Le train de Vigo, l’unique train desservant Saint-Jacques, vient d’arriver avec son quotidien chargement de poisson. Les femmes, qui sont allées le chercher, le transportent maintenant à la Plaza de Abastos. Sur leur tête, — toujours, — s’équilibrent les corbeilles au poids formidable. Il est si lourd, ce poids-là si terriblement lourd, que les malheureuses oscillent e ! tremblent, comme prêtes à s’abattre. On ne voit pas leur visage enfoui sous le sac dont elles protègent leur tête et leurs épaules. Un autre sac en lambeaux leur sert de jupon. Ainsi, toutes pareilles, elles courent l’une derrière l’autre ; elles courent comme pour tenir jusqu’au bout, comme pour en finir plus tôt ; elles courent, presque irréelles dans leur réalité terrible, obscures, informes, les jambes et les bras nus, toutes souillées par la boue qui saute, l’eau qui tombe, et par le sang ruisselant des grands poissons morts.

**Énoncé du problème 1:**
D’après le texte sur le train de Vigo, vers quel endroit les femmes transportent-elles le poisson ?
Le texte et les enregistrements n’ont aucun lien entre eux.

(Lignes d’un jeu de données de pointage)
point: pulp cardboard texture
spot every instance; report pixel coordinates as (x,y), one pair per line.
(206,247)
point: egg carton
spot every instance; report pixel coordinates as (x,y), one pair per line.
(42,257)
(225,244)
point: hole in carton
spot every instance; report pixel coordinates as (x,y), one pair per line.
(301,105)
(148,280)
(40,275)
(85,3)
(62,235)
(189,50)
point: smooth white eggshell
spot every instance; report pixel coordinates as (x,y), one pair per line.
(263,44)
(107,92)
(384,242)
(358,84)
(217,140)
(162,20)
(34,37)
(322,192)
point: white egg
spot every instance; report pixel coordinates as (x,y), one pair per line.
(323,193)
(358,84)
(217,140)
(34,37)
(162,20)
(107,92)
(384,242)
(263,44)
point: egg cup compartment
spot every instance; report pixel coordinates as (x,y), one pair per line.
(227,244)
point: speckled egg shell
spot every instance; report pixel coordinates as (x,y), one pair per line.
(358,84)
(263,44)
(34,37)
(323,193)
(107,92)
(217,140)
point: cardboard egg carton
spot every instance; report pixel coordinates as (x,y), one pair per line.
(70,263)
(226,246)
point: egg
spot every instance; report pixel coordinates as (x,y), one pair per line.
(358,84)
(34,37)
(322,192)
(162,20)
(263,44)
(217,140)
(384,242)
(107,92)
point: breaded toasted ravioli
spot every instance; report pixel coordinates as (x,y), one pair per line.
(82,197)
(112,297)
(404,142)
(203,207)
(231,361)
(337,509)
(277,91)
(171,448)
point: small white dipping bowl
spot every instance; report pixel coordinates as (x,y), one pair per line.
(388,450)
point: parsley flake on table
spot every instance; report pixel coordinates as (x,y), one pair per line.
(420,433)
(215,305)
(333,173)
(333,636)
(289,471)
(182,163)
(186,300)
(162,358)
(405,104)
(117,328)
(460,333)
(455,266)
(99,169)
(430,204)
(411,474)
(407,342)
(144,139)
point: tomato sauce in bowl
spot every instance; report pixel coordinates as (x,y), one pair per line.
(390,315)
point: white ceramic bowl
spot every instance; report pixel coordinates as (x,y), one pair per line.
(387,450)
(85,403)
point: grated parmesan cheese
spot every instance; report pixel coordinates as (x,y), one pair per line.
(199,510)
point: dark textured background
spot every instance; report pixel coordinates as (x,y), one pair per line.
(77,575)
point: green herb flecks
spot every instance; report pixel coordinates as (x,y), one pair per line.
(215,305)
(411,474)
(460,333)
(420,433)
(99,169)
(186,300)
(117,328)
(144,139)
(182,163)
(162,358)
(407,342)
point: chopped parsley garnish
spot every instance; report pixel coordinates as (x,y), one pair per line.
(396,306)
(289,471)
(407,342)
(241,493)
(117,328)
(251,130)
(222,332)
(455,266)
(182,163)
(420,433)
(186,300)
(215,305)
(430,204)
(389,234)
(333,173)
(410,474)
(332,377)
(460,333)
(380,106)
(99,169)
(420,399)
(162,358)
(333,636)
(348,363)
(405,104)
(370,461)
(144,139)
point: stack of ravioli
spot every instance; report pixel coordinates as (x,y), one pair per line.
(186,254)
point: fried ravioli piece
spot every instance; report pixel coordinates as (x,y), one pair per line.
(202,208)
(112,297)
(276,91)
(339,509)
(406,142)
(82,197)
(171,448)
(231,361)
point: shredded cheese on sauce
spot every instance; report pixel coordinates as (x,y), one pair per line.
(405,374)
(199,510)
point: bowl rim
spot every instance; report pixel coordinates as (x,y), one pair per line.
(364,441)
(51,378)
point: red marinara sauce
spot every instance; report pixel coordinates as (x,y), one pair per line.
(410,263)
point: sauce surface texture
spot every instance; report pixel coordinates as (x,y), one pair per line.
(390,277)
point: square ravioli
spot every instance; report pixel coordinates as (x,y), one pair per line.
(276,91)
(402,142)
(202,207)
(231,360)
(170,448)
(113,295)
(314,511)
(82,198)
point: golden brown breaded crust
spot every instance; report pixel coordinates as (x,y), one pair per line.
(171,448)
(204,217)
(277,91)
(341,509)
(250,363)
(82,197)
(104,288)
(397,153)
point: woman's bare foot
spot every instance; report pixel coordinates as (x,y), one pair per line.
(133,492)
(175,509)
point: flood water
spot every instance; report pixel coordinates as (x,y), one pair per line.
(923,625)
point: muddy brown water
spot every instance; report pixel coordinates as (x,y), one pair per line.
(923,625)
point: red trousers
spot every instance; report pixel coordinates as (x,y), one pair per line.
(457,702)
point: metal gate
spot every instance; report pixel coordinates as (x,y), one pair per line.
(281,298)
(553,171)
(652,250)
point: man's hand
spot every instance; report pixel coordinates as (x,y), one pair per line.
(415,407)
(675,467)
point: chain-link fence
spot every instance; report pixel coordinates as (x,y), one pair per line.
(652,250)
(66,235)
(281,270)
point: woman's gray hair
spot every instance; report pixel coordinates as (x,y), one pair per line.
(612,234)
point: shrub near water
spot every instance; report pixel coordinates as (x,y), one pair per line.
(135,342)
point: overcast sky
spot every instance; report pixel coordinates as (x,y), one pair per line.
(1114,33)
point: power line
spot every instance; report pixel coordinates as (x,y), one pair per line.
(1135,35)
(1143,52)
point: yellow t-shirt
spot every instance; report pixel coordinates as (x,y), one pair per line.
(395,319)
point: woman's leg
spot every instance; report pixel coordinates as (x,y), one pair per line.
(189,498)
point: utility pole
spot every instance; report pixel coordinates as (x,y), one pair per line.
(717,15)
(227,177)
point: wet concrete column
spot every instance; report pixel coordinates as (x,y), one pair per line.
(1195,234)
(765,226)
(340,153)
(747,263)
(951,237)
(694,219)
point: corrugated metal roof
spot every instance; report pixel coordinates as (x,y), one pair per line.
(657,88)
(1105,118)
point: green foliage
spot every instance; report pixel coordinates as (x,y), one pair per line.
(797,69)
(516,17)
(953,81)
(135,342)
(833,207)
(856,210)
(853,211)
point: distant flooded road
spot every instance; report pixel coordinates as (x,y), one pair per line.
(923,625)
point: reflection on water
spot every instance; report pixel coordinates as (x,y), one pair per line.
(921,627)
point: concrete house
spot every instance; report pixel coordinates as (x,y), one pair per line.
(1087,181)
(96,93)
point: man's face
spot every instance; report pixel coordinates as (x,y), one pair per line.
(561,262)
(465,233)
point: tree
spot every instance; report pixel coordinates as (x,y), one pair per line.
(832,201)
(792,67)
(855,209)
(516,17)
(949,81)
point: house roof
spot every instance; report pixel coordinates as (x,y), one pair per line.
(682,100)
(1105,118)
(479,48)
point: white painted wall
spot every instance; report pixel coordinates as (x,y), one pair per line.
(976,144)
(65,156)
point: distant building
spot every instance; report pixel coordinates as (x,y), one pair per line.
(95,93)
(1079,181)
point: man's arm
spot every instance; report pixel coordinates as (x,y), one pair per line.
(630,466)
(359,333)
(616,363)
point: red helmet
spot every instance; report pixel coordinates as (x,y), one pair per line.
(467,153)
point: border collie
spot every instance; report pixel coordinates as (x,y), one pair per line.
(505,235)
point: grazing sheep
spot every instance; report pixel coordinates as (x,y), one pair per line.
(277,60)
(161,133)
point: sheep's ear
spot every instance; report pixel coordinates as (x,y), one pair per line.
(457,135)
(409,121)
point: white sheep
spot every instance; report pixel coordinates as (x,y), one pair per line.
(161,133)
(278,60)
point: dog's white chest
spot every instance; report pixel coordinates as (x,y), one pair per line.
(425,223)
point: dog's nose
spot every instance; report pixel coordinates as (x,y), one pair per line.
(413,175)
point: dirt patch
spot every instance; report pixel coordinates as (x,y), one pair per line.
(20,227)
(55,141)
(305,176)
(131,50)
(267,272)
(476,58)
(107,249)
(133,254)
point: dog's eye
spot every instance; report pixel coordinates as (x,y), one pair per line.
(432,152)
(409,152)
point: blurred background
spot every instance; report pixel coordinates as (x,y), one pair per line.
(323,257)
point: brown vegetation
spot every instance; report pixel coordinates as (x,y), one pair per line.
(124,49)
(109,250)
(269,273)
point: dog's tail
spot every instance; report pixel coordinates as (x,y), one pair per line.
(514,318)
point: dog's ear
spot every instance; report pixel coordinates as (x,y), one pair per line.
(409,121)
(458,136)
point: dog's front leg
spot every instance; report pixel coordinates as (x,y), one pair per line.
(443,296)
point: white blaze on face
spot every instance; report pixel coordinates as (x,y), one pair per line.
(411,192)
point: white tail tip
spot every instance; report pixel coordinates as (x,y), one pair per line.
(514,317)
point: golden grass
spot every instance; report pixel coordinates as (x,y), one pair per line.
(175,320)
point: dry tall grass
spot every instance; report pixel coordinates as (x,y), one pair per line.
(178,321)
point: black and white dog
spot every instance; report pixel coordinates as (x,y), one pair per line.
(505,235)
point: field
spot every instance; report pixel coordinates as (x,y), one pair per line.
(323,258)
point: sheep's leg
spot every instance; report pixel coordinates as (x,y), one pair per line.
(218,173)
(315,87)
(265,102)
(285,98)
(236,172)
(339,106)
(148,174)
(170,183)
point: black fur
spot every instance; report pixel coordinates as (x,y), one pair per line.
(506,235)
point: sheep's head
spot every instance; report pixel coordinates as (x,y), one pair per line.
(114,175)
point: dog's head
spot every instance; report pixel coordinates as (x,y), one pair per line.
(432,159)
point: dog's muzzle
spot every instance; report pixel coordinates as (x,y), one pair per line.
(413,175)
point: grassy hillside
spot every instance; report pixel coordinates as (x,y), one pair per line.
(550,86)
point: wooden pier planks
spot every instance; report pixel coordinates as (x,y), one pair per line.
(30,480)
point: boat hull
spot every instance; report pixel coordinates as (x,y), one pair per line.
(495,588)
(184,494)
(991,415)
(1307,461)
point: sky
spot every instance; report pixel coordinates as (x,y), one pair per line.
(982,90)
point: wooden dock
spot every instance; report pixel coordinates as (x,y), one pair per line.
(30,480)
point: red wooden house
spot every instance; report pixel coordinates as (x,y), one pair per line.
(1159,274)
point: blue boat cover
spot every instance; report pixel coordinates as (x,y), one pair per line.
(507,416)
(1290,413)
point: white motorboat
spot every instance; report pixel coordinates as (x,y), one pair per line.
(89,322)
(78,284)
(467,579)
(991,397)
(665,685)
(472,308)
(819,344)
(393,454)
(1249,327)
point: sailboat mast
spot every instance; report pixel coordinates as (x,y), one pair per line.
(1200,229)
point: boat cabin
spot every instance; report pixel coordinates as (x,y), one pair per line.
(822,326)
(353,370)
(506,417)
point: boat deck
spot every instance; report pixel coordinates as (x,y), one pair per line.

**Énoncé du problème 2:**
Recopiez à l’identique les lignes des enregistrements, de celle qui contient « point: sailboat mast » jusqu’à la fin des enregistrements, bornes incluses.

**Réponse complète 1:**
À la Plaza de Abastos.

**Réponse complète 2:**
point: sailboat mast
spot every instance; report pixel coordinates as (x,y), one pair per line.
(1200,229)
point: boat cabin
spot every instance; report pixel coordinates as (x,y), one pair per line.
(822,326)
(353,370)
(506,417)
point: boat deck
spot every instance; report pixel coordinates as (x,y), one pair per line.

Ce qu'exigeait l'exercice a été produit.